One of the key questions we want to answer with regard to customer retention is whether we can determine which customers have the highest likelihood of repurchase. To do this we first need to know which current customers actually made additional purchases after their initial first purchase. In the dataset provided for this chapter we have a binary variable which identifies whether or not a customer purchased in a given time period, in this case quarter. We also provide a set of drivers which are likely to help explain a customer's decision to repurchase. At the end of this example you should be able to do the following:

1. Identify the drivers of customer repurchase behavior.
2. Interpret the parameter estimates from the repurchase model.
3. Predict the number of repeat purchases by customers.
4. Determine the predictive accuracy of the repurchase model.

A B2C firm wants to improve the repurchase rate of customers and reduce the retention spending on customers by better understanding which customers are most likely to repurchase in a given time period. A random sample of 500 customers from a single cohort was taken from the customer database. The information we need for our model includes the following list of variables:

Dependent variable
Purchase 1 when the customer purchased in the given quarter, 0 if no purchase occurred in that quarter
Independent variables
Lag_Purchase 1 if the customer purchased in the previous quarter, 0 if no purchase occurred in the previous quarter
Avg_Order_Quantity The average dollar value of the purchases in all previous quarters
Ret_Expense Dollars spent on marketing efforts to try and retain that customer in the given quarter
Ret_Expense_SQ Square of dollars spent on marketing efforts to try and retain that customer in the given quarter
Gender 1 if the customer is male, 0 if the customer is female
Married 1 if the customer is married, 0 if the customer is not married
Income 1 if income < $30 000
2 if $30 001< income < $45 000
3 if $45 001 < income < $60 000
4 if $60 001 < income < $75 000
5 if $75 001 < income < $90 000
6 if income > $90 001
First_Purchase The value of the first purchase made by the customer in quarter 1
Loyalty 1 if the customer is a member of the loyalty program, 0 if not

In this case, we have a binary dependent variable (Purchase) which tells us whether the customer did purchase (= 1) or did not purchase (= 0) in a given quarter. We also have 10 independent variables that we believe will be drivers of repurchase behavior.

▶ _Required actions_:
1 - Rewrite the stretch of the passage on customer repurchase from "1. Identify the" through "of the repurchase model.", substituting "retention model" for "repurchase model".
2 - Answer the following questions using the passage on customer repurchase.
(a) How many customers were drawn at random from the customer database?
(b) What time period does the dataset use to record whether a customer made a purchase?
(c) How is the Loyalty variable coded?
3 - Continue the passage on customer repurchase from the point at which it ends.

▶ _Data records_:
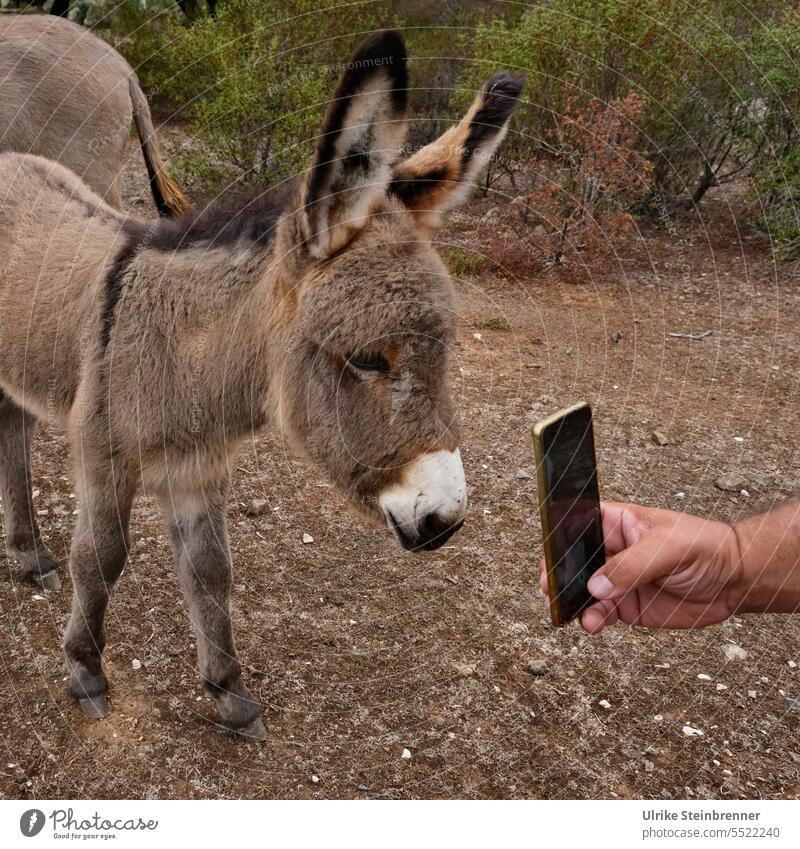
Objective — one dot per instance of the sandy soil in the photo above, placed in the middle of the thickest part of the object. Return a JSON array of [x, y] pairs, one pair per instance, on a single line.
[[359, 651]]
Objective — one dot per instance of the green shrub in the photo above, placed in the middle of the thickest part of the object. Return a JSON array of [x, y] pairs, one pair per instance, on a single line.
[[254, 83], [696, 64]]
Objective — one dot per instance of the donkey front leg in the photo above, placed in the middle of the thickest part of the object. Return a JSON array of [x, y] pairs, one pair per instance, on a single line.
[[203, 561], [98, 553], [23, 540]]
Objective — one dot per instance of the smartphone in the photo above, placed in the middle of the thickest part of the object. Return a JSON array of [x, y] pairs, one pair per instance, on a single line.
[[569, 503]]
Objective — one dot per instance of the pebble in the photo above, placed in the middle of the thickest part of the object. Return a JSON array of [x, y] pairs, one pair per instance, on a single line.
[[730, 482], [536, 666], [257, 507], [734, 652]]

▶ _Responses in order_:
1 -
1. Identify the drivers of customer repurchase behavior.
2. Interpret the parameter estimates from the retention model.
3. Predict the number of repeat purchases by customers.
4. Determine the predictive accuracy of the retention model.

2 -
(a) 500 customers, taken from a single cohort.
(b) A quarter.
(c) 1 if the customer is a member of the loyalty program, 0 if not.

3 -
We believe that transaction behavior in the past is likely to explain future purchase behavior. As a result we use several lagged operationalizations of current variables as independent variables in this example. First, we have whether or not the customer purchased in the last quarter (Lag_Purchase). This variable can be obtained by taking the lagged value of the purchase indicator variable, noting that one observation will be lost for each customer for each lag that is taken. In this case we are only using a one-period lag. Second, we have the average past order quantity (Avg_Order_Quantity). In this case the value for average order quantity is the mean of the Order_Quantity variable in all quarters before the current time period. Third, we have how many dollars the firm spent on each customer (Ret_Expense) in each time period and the squared value of that variable (Ret_Expense_SQ). We want to use both the linear and squared terms since we expect that for each additional dollar spent on the retention effort for a given customer, there will be a diminishing return to the value of that dollar. Finally, since the focal firm of this example is a B2C firm, the other five variables are demographic and static variables of the customers. These include the Gender of the customer, whether the customer is Married, the Income of the customer, the value of the customer's first purchase (First_Purchase), and whether the customer is a member of the loyalty program (Loyalty).

First, we need to model the probability that a customer will purchase in a given time period. Since our dependent variable (Purchase) is binary, we select a logistic regression to estimate the model. We could also select a probit model and in general achieve the same results. In this case the y variable is Purchase and the x variables represent the nine independent variables in our database. When we run the logistic regression we get the following result:

img

As we can see from the results, seven of the nine independent variables are significant at a p-value of 5% or better with only Married and First_Purchase being statistically non-significant. First, this means that Lag_Purchase has a positive effect on current purchase, that is, customers who made a purchase in the previous quarter are more likely to make a purchase in the current quarter. Second, since the coefficient on Avg_Order_Quantity is positive and statistically significant, this means that customers who in the past have spent more on average are also more likely to purchase in the current time period. Third, we find a positive, but a diminishing, return on the effect of retention spending (Ret_Expense) on purchasing in the same quarter since the coefficient on Ret_Expense is positive and the coefficient on Ret_Expense_SQ is negative. Fourth, we find a positive effect for females (negative coefficient on Gender) meaning that females are generally more likely to purchase than males. Fifth, we find a positive income effect suggesting that customers who have a higher income are more likely to purchase in the current quarter. Finally, since the coefficient on Loyalty is positive this suggests that customers who are members of the loyalty program are more likely to purchase in the current quarter.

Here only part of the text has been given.